Items from a labeling collection:
···

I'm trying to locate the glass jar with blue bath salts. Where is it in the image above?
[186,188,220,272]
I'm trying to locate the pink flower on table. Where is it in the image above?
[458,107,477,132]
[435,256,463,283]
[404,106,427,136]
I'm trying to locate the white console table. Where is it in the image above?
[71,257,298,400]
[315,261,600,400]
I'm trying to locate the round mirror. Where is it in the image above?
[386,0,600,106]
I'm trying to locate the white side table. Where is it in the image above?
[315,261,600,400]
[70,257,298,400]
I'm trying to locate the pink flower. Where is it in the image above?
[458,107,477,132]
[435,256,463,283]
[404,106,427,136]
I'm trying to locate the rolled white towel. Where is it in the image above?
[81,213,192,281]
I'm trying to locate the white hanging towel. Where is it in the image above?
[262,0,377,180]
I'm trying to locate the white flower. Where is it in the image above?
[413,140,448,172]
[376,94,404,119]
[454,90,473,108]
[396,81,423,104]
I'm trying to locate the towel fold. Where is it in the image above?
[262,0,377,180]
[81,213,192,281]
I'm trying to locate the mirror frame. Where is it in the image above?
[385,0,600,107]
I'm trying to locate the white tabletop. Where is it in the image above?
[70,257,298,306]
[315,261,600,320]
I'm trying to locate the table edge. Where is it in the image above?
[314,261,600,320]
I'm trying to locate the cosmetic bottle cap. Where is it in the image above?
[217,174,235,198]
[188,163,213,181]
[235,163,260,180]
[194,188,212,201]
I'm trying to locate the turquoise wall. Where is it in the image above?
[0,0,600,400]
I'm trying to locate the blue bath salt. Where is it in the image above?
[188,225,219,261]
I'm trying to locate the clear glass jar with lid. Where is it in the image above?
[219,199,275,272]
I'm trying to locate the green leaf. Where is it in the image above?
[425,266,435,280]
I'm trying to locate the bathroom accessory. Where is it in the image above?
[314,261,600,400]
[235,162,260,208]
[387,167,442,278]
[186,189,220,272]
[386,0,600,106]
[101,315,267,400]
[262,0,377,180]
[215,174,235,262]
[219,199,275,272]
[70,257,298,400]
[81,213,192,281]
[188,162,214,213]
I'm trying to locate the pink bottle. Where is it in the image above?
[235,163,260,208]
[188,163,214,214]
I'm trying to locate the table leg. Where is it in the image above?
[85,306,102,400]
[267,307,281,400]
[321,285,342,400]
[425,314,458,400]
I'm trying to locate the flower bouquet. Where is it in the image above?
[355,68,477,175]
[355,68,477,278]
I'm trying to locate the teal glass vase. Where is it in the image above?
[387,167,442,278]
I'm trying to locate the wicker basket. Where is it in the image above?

···

Only the lines from the one with "I'm trying to locate the blue" through the end of the material are wanted; copy them exactly, both ends included.

I'm trying to locate the blue bath salt. Where is it in the image above?
[188,225,219,261]
I'm trying to locate the clear glass jar with lid. Where is it in the image above?
[219,199,275,272]
I'm trying to locate the green leaf. Where is it in the image above?
[425,266,435,280]
I'm trying to locate the bathroom accessory. Where is it in the image above?
[314,261,600,400]
[235,162,260,208]
[387,167,442,278]
[186,189,220,272]
[386,0,600,106]
[101,315,267,400]
[262,0,377,180]
[215,174,235,262]
[219,199,275,272]
[70,257,298,400]
[81,213,192,281]
[188,162,214,213]
I'm trying to locate the pink bottle. Where is it in the image above?
[235,163,260,208]
[188,163,214,214]
I'm trying to locate the table leg. Where is it in the image above?
[85,306,102,400]
[267,307,281,400]
[321,285,342,400]
[425,314,458,400]
I'm trying to locate the flower bouquet. Where is it in the image above?
[355,68,477,175]
[355,68,477,278]
I'm trying to locate the teal glass vase. Where is it in the image above?
[387,167,442,278]
I'm trying to locate the wicker basket. Where is it in the image above?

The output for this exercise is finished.